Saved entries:
※
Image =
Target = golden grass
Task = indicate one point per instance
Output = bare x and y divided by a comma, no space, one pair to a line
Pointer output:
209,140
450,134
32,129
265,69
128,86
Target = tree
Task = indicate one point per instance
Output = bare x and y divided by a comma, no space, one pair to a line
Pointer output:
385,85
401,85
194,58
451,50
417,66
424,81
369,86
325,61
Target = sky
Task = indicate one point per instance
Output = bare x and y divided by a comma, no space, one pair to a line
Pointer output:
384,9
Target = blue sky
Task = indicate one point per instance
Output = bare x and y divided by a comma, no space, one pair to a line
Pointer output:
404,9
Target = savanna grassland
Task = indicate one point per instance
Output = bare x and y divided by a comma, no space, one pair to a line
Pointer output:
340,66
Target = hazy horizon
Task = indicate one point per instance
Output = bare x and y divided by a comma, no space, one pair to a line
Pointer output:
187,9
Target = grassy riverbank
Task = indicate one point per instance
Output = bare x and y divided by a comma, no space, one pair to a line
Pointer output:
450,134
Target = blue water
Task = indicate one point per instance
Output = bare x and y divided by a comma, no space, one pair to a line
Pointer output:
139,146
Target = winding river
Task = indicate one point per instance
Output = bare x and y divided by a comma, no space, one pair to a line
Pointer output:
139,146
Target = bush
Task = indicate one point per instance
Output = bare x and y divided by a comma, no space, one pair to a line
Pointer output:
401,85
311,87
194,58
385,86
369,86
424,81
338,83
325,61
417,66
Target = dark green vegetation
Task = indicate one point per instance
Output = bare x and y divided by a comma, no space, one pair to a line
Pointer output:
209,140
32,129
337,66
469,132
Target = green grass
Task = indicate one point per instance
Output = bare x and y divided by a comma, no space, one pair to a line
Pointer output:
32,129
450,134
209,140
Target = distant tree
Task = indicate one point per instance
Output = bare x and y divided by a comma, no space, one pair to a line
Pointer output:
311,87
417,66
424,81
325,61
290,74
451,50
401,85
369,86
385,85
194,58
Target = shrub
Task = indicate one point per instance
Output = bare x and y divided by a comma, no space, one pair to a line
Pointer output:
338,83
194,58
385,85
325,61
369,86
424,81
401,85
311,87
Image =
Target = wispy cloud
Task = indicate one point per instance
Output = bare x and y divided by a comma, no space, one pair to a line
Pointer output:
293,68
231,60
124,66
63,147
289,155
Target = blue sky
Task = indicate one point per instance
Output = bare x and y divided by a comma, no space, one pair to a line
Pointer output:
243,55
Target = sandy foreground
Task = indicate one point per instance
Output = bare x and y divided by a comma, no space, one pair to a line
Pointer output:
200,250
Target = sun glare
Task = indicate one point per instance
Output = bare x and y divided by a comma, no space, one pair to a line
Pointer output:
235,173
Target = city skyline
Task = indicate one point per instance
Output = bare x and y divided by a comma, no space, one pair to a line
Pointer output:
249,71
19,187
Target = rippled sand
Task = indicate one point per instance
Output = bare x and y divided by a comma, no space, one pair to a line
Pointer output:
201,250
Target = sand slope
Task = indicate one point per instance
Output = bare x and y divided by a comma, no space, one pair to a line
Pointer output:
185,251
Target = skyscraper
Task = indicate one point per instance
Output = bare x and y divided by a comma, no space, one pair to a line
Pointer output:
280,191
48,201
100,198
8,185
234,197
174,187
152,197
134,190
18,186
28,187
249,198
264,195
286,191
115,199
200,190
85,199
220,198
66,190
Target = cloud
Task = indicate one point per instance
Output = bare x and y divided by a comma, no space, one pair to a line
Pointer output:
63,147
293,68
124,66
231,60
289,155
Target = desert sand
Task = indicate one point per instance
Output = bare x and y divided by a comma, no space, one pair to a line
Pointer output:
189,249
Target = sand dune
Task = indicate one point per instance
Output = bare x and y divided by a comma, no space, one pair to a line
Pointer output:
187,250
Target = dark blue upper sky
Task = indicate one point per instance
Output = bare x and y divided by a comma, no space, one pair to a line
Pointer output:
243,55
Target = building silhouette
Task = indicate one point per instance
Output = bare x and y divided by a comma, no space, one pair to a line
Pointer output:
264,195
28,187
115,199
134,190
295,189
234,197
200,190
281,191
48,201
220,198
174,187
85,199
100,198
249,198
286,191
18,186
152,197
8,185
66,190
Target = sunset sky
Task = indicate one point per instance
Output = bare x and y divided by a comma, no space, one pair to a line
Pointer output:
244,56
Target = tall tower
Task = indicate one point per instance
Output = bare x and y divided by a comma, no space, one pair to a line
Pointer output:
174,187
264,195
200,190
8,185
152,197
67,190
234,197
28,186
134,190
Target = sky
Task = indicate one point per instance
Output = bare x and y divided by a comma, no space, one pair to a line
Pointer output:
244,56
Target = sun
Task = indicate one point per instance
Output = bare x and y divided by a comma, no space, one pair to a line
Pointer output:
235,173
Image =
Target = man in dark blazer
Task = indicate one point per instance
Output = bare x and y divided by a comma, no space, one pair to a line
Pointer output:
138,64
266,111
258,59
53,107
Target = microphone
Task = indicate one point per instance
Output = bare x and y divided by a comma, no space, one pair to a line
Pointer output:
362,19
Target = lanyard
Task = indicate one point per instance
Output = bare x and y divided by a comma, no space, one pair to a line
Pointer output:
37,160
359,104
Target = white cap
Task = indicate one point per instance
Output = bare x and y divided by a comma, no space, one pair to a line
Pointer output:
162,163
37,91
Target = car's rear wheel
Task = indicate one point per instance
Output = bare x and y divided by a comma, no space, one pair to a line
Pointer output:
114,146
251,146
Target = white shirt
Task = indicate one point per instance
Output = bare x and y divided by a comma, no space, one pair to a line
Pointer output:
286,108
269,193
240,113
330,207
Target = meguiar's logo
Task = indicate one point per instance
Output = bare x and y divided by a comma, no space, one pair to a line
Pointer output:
※
_Try it_
Copy out the lines of the data where the word "green" can be found.

_Solution for this exercise_
Target = dark green vegetation
Target = green grass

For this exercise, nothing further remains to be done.